WHAT TO DO:
Would you reproduce each of the records below line for line, changing nothing?

INPUT FOR THIS TASK:
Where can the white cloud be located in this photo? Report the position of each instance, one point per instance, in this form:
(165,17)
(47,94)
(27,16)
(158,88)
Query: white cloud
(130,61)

ANSWER TO THIS EXERCISE:
Where can the white cloud be located in this photo? Report the position of each instance, one point per instance, in this form:
(165,17)
(47,94)
(27,16)
(158,88)
Query: white cloud
(130,61)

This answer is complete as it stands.